'''

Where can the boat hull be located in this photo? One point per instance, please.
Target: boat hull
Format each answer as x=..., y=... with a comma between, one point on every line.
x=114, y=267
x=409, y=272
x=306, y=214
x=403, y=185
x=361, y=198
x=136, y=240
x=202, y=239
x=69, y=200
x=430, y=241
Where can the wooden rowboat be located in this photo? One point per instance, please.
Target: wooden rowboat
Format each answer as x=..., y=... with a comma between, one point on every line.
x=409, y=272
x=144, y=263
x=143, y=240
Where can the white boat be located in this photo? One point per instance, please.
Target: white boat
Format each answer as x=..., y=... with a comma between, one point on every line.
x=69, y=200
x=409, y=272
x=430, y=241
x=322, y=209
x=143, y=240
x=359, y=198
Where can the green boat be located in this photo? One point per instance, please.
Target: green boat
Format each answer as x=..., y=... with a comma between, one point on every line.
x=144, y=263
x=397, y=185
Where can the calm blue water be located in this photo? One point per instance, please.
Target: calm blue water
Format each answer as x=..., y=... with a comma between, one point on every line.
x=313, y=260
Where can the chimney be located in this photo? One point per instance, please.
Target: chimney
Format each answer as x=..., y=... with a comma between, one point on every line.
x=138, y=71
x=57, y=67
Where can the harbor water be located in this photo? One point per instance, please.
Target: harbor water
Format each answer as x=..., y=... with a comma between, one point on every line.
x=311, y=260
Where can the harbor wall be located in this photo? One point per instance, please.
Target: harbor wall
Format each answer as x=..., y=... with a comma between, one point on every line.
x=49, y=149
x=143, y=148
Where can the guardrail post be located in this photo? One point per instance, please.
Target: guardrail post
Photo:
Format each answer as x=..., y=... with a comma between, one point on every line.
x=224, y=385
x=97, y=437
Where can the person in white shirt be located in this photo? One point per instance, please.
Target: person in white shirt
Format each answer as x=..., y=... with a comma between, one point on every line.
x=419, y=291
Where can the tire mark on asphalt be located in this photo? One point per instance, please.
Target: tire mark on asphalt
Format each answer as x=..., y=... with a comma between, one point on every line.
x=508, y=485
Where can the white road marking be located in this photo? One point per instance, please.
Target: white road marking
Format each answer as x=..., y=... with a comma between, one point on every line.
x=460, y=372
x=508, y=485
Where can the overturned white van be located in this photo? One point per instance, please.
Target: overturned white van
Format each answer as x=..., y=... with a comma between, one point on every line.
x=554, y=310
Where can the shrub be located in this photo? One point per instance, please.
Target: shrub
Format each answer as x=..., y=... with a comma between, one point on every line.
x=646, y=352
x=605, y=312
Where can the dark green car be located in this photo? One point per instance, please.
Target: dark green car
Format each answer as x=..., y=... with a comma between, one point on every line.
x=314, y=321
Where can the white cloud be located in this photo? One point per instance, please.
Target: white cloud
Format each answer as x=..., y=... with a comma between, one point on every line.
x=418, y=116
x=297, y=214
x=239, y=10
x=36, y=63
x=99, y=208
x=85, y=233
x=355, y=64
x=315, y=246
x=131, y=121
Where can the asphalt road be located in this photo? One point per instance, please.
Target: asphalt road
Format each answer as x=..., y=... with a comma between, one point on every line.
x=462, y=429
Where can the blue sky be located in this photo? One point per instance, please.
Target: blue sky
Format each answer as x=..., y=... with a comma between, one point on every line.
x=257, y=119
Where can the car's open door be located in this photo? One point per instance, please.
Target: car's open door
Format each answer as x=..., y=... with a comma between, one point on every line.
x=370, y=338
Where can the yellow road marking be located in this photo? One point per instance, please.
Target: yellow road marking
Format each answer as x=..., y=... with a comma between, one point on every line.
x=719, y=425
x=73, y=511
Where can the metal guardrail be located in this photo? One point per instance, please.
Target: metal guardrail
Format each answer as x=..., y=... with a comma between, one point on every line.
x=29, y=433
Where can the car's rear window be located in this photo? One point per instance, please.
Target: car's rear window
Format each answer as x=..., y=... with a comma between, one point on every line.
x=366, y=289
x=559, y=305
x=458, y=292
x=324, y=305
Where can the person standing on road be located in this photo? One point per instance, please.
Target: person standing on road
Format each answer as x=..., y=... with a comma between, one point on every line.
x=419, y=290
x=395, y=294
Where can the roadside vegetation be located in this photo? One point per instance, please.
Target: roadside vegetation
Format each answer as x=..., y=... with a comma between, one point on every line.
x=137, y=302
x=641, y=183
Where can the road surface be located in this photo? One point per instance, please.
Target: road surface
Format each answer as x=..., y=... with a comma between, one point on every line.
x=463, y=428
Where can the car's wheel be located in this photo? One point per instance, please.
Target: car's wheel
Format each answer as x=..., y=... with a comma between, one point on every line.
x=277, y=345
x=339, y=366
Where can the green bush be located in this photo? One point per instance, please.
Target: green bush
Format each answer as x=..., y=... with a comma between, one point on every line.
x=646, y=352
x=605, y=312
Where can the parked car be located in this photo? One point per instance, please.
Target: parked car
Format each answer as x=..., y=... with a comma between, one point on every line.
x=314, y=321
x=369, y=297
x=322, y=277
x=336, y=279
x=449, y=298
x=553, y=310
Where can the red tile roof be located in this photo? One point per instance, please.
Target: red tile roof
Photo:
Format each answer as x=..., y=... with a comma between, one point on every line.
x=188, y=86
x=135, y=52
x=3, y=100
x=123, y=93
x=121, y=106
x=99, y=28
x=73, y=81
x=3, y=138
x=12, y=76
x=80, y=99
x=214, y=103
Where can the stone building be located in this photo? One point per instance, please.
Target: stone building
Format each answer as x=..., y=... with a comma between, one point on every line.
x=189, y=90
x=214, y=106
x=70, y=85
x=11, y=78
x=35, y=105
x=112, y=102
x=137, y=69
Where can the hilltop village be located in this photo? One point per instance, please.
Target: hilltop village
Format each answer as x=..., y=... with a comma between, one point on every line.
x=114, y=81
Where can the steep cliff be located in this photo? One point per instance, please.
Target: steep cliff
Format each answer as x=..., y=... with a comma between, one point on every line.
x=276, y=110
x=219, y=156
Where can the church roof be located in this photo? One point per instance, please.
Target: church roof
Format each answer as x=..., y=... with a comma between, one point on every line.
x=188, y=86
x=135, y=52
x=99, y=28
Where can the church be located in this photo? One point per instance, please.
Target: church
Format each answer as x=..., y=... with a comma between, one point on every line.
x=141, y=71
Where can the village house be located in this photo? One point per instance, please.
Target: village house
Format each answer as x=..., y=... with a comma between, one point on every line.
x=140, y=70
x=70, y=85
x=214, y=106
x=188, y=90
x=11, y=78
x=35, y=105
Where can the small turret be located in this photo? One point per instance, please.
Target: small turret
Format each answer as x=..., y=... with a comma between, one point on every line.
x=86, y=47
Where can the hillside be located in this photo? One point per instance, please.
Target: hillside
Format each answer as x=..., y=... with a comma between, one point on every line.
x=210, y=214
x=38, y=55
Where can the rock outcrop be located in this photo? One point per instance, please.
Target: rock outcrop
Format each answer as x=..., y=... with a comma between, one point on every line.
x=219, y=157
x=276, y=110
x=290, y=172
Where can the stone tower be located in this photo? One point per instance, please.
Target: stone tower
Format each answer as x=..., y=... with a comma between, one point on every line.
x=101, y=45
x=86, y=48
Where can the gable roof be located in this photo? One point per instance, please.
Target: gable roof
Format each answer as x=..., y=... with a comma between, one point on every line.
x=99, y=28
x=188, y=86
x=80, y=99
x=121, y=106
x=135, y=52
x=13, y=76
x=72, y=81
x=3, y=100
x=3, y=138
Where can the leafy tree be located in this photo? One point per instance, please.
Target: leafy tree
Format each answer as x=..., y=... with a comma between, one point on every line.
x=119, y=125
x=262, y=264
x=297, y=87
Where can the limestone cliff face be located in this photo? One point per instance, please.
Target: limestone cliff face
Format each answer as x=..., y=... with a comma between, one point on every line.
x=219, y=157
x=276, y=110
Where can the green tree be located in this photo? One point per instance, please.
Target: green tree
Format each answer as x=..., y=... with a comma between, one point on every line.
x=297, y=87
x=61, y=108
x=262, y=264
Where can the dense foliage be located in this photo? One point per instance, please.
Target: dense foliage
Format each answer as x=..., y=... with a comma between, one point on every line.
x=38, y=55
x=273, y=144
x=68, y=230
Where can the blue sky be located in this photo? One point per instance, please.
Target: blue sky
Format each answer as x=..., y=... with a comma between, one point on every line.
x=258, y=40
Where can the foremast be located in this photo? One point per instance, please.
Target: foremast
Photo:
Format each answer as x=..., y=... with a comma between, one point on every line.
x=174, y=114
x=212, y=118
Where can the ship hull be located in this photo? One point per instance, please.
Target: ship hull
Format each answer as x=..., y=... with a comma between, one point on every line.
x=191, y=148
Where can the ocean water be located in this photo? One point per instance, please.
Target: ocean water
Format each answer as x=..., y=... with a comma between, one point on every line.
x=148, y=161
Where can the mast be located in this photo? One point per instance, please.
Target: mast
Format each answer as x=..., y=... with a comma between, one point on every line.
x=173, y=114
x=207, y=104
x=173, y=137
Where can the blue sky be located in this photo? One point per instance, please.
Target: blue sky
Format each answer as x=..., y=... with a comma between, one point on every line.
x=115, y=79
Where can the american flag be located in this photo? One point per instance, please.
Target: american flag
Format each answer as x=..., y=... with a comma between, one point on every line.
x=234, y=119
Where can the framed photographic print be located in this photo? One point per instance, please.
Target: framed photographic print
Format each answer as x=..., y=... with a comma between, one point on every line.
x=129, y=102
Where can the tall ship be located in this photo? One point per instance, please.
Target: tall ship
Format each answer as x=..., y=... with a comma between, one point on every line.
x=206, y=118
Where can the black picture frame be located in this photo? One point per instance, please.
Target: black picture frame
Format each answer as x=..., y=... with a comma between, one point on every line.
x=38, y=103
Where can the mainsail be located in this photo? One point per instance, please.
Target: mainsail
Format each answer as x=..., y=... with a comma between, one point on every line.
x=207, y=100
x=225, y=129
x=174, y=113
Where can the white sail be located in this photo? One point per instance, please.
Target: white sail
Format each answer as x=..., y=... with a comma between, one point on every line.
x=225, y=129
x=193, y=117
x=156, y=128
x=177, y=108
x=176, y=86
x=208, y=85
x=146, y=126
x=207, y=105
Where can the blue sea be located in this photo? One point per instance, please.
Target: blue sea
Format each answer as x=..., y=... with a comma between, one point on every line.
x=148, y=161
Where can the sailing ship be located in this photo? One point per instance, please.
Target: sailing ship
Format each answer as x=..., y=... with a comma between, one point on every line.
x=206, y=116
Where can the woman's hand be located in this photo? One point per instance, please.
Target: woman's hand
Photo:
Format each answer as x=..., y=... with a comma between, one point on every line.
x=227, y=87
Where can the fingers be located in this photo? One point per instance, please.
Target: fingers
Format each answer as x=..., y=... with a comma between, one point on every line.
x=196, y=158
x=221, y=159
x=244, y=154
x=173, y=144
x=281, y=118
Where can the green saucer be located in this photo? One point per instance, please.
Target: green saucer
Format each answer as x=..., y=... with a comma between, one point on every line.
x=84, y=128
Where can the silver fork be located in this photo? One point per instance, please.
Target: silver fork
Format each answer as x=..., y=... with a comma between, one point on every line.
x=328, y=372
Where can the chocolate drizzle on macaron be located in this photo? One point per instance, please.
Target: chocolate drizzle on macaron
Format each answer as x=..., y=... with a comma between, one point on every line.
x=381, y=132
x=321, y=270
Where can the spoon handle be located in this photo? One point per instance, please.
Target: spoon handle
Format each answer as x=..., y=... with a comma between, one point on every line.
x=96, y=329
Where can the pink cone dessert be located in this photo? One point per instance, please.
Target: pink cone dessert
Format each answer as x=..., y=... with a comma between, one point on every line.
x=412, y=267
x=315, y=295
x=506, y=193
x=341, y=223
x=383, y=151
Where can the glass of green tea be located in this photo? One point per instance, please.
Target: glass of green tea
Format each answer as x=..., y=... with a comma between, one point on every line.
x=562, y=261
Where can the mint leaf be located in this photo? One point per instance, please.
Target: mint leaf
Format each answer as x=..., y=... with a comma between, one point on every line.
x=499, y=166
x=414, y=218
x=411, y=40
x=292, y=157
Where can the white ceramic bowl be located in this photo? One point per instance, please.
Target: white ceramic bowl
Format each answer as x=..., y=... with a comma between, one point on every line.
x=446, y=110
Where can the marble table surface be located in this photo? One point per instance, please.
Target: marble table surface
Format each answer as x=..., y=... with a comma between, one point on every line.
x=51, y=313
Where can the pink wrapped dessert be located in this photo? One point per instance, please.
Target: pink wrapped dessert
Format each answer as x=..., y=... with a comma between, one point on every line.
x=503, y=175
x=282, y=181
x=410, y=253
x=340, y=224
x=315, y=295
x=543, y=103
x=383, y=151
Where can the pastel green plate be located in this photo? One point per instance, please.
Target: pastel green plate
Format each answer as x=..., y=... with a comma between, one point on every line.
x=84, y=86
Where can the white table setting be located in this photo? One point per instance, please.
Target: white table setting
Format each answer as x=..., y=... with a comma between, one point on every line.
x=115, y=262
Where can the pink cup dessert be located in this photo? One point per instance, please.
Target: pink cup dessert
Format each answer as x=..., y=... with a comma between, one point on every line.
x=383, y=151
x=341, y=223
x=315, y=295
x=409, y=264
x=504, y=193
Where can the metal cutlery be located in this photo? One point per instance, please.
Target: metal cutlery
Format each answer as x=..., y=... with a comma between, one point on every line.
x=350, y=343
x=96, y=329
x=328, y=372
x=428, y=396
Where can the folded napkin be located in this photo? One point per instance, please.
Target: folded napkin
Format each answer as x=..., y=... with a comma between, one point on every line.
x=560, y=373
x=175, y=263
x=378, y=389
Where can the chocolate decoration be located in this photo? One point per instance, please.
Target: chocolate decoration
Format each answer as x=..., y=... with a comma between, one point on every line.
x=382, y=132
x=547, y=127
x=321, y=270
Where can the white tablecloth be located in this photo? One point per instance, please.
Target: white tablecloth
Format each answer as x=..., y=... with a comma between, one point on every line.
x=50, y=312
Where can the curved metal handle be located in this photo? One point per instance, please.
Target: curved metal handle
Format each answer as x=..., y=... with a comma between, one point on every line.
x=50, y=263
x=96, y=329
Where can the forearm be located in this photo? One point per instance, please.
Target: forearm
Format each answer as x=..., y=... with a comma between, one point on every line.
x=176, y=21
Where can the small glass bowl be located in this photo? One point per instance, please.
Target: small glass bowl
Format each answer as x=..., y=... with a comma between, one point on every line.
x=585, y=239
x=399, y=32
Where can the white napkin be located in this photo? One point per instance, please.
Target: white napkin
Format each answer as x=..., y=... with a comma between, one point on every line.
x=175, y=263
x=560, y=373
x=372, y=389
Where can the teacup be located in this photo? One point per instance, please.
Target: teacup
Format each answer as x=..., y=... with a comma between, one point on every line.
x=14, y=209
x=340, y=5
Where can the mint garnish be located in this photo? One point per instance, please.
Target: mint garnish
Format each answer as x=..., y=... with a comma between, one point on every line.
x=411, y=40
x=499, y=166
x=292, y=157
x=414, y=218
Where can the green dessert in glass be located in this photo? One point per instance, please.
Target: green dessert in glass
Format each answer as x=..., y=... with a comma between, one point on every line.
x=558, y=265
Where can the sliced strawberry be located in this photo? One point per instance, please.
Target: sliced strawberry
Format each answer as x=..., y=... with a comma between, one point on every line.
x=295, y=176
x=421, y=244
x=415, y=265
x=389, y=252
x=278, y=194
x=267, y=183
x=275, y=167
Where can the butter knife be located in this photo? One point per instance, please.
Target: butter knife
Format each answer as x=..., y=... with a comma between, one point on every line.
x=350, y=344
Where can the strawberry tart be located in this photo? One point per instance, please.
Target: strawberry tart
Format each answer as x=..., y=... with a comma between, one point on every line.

'''

Description of the task ->
Rename "table setting" to "place setting" in the stretch of material from the line containing "Where can the white table setting" through the line containing "x=115, y=262", and give those lines back with nothing else changed.

Answer to the task ->
Where can the white place setting be located in this photo? One point per instance, please.
Target: white place setting
Format each answer as x=..., y=... with a comma between, one point on every line.
x=115, y=262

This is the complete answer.